SELECTED PASSAGE:
Our families, our relationships, what we do for a living and the gifts we utilize to do our work well: God lights up all of it so we can both see and understand all these good things in the proper context.  The creation, the animals and other creatures with whom we share this world, the beauty we experience in creation: it all makes proper sense only when we understand God as the Creator but also as the foundation of it all.

The shame and the pity of it all is that the wicked miss out on so much.  We really ought not to hate those who do not or cannot believe in God: pity and compassion are the better responses.  They are missing out on so much.  They are working themselves to a frazzle in pursuit of a peace, a life, a contentment they will never find through living that way.  Yes, it may be that the Psalms don’t always evince such loving pity or concern, and maybe the sometimes-harsh rhetoric of the ancient Hebrew poets is what makes the RCL shy away from certain portions of these poems.  But really, we need to see the whole picture—and now see it all in the light of the Savior of all grace, Jesus himself—in order to frame up both our lives and their lives in the right way.

Of course, the rest of the world works overtime to convince us otherwise.  It is buttoned-down moral Christians and the like who miss out on life’s pleasures.  The Puritans were once caricatured as being people whose greatest fear is that somewhere in the world someone is having fun.  That may have been unfair but what is patently obvious from Hollywood to Wall Street to the fashion and advertising industries is that the “good life,” the “high life,” the gusto and the brass ring will never be achieved by Christians or other people of serious faith and conviction.  To get at all those goodies you have to work hard, party hard, get the needed funds, buy the necessary trappings of success.

BRIEF A:
In the Psalms reflection, how were the Puritans once caricatured?
BRIEF B:
Switch "pity" to "sorrow" and give back everything in the Psalms reflection from "The shame and" down to "the right way.".
BRIEF C:
Proceed with the Psalms reflection from the point where it stops.
The listing after the Psalms reflection is separate material.

GIVEN ENTRIES:
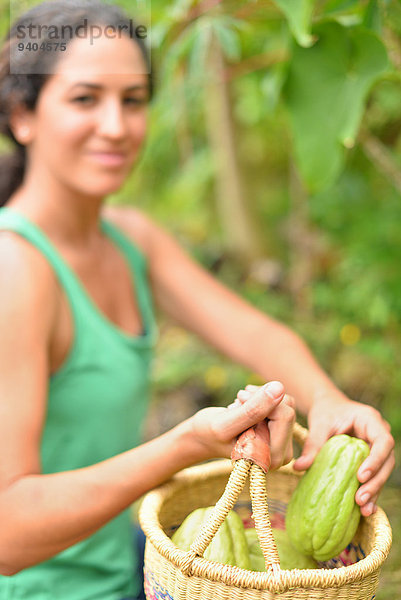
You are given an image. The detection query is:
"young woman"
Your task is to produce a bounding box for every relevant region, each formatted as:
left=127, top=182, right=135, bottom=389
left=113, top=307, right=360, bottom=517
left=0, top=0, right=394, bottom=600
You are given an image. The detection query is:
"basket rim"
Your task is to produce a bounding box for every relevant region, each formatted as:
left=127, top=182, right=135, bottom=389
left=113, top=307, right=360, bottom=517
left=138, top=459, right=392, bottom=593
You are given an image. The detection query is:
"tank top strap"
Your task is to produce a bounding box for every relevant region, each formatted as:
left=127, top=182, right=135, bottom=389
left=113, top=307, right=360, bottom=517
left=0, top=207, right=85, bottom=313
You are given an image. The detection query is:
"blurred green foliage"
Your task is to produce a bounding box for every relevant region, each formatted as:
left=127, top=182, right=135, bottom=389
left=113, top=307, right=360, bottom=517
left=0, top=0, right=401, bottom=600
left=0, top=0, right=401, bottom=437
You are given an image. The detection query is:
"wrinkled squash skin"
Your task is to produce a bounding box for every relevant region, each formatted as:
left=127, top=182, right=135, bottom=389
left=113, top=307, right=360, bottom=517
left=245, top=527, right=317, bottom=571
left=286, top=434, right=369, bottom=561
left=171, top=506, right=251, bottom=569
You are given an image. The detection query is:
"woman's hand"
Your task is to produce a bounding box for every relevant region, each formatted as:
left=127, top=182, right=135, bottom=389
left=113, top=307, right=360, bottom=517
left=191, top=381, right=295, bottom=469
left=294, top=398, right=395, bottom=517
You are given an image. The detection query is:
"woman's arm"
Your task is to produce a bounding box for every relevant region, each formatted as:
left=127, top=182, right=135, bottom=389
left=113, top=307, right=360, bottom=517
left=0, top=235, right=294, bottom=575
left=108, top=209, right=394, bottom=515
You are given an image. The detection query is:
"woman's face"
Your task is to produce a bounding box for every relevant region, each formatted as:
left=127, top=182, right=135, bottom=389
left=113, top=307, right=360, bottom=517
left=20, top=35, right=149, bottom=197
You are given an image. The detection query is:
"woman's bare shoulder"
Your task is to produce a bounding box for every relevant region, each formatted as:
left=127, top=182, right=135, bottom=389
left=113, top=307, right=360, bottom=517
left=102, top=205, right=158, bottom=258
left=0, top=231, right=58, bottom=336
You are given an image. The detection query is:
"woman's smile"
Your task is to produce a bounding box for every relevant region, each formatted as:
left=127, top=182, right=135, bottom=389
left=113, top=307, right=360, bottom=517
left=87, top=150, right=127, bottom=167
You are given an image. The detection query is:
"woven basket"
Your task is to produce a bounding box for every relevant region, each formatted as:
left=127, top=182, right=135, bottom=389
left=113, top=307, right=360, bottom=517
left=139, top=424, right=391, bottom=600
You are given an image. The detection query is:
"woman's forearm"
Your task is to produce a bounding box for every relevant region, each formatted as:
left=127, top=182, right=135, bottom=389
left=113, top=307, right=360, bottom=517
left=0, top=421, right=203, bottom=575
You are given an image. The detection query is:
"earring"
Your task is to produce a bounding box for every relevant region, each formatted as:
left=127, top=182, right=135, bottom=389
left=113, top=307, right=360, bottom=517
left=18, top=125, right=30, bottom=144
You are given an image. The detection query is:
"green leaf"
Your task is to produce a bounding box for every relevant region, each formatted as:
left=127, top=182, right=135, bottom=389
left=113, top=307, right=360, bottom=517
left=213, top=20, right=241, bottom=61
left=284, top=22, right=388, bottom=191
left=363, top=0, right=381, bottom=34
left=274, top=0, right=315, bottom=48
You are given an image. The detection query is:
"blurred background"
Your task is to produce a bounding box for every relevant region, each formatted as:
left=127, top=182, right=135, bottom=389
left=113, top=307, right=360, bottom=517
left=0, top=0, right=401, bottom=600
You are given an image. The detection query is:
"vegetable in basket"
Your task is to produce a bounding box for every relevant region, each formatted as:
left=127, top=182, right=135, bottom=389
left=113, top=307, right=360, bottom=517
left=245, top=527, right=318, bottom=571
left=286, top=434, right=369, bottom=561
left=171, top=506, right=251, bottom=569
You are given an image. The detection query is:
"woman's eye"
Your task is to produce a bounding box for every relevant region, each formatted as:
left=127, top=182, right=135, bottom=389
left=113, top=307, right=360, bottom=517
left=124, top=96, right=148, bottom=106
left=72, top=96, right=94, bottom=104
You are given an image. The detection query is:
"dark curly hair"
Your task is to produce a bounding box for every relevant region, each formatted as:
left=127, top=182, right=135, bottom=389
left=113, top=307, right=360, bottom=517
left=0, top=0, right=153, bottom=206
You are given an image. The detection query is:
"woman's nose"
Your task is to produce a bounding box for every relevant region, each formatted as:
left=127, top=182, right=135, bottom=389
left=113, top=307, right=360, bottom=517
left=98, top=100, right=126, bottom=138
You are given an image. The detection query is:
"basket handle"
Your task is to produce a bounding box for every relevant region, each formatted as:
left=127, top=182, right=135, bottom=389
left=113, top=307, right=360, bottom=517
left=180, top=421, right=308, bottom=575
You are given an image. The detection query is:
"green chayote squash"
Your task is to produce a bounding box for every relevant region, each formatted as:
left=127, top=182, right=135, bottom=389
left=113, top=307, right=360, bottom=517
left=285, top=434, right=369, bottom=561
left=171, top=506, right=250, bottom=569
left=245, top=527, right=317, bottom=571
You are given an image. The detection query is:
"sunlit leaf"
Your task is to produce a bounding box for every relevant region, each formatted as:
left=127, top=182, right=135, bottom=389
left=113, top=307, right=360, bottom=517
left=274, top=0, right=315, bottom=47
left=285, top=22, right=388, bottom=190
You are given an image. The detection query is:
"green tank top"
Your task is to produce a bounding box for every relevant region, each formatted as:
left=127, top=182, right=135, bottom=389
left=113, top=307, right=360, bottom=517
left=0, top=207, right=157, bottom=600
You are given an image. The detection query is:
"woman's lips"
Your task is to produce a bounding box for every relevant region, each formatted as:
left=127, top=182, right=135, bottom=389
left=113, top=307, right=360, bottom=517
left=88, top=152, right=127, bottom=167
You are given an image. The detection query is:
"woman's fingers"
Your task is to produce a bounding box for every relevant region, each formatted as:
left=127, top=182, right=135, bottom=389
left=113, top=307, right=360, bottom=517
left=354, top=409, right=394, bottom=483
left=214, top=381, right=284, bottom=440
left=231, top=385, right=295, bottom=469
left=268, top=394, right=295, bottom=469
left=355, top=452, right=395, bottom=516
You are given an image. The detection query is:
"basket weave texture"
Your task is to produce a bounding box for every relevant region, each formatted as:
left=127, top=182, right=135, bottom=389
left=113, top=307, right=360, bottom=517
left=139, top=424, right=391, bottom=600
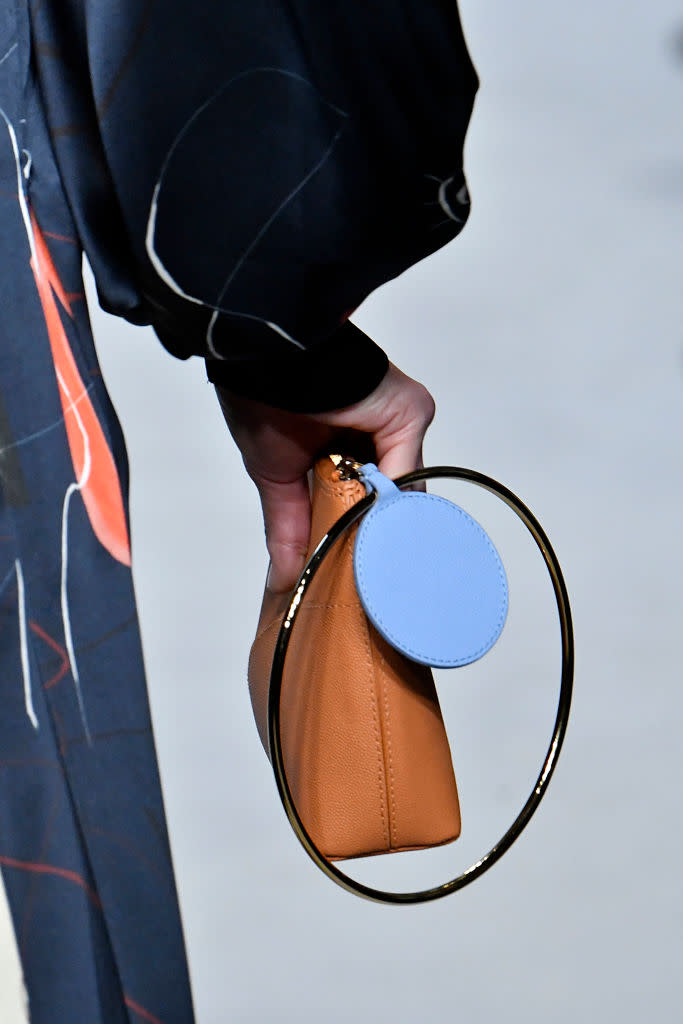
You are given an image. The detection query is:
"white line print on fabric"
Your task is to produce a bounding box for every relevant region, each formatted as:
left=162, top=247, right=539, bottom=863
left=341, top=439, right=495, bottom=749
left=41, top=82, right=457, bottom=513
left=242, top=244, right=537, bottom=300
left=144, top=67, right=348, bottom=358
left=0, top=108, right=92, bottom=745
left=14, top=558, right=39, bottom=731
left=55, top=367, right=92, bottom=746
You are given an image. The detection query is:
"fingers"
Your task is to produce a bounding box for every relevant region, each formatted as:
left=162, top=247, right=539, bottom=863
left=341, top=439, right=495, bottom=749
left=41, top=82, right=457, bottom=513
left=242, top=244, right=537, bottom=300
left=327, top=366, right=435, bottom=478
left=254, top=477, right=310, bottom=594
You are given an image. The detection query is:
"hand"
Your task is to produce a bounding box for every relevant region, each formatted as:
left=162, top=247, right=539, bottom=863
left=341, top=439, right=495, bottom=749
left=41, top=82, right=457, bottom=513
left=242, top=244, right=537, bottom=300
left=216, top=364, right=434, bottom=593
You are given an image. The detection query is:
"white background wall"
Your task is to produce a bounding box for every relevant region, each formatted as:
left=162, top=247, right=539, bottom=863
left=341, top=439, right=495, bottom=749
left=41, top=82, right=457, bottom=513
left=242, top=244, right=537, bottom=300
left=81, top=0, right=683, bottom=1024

ANSWER SECTION A:
As people whose greatest fear is that somewhere in the world someone is having fun.

ANSWER SECTION B:
The shame and the sorrow of it all is that the wicked miss out on so much.  We really ought not to hate those who do not or cannot believe in God: sorrow and compassion are the better responses.  They are missing out on so much.  They are working themselves to a frazzle in pursuit of a peace, a life, a contentment they will never find through living that way.  Yes, it may be that the Psalms don’t always evince such loving sorrow or concern, and maybe the sometimes-harsh rhetoric of the ancient Hebrew poets is what makes the RCL shy away from certain portions of these poems.  But really, we need to see the whole picture—and now see it all in the light of the Savior of all grace, Jesus himself—in order to frame up both our lives and their lives in the right way.

ANSWER SECTION C:
It’s all a lie, and a lie that exacts a terrible price at that.  If people are supposed to be so happy and carefree these days, then what accounts for a heroin and opioid crisis that almost defies description?  Why do people need to numb themselves to all pain first with prescription medication and then with illegal drugs that perpetuate the buzz?  Although there may be a myriad of reasons behind something like the opioid crisis—which may have faded from the headlines due to the COVID pandemic but it is still here and may even have gotten worse in the time of COVID—a sense of malaise is surely among the leading causes for such self-medicating.

Our prayer should be that all people—even the wicked and the lost otherwise pitied if not derided by some of the verses of Psalm 36—can come instead to be sated at the table of the Most High God.  His is a banquet of love and grace and in his light, we finally really do see the Light of the World.

Illustration Idea

In the books and films of the “Harry Potter” series, from the beginning there is a dark figure lurking in the background.  Mostly in the series he is referred to only obliquely as “He Who Shall Not Be Named.”  We discover early that this dark lord was once a boy named Tom Riddle.  But in later years he was known by a name so dreaded as to make people afraid to take it upon their lips: Voldemort.  We find out soon enough he is the one who gave Harry his signature lightning bolt scar on his forehead.  And eventually we find out that scar was given on the night Voldemort murdered both of Harry’s parents when Harry was just a baby.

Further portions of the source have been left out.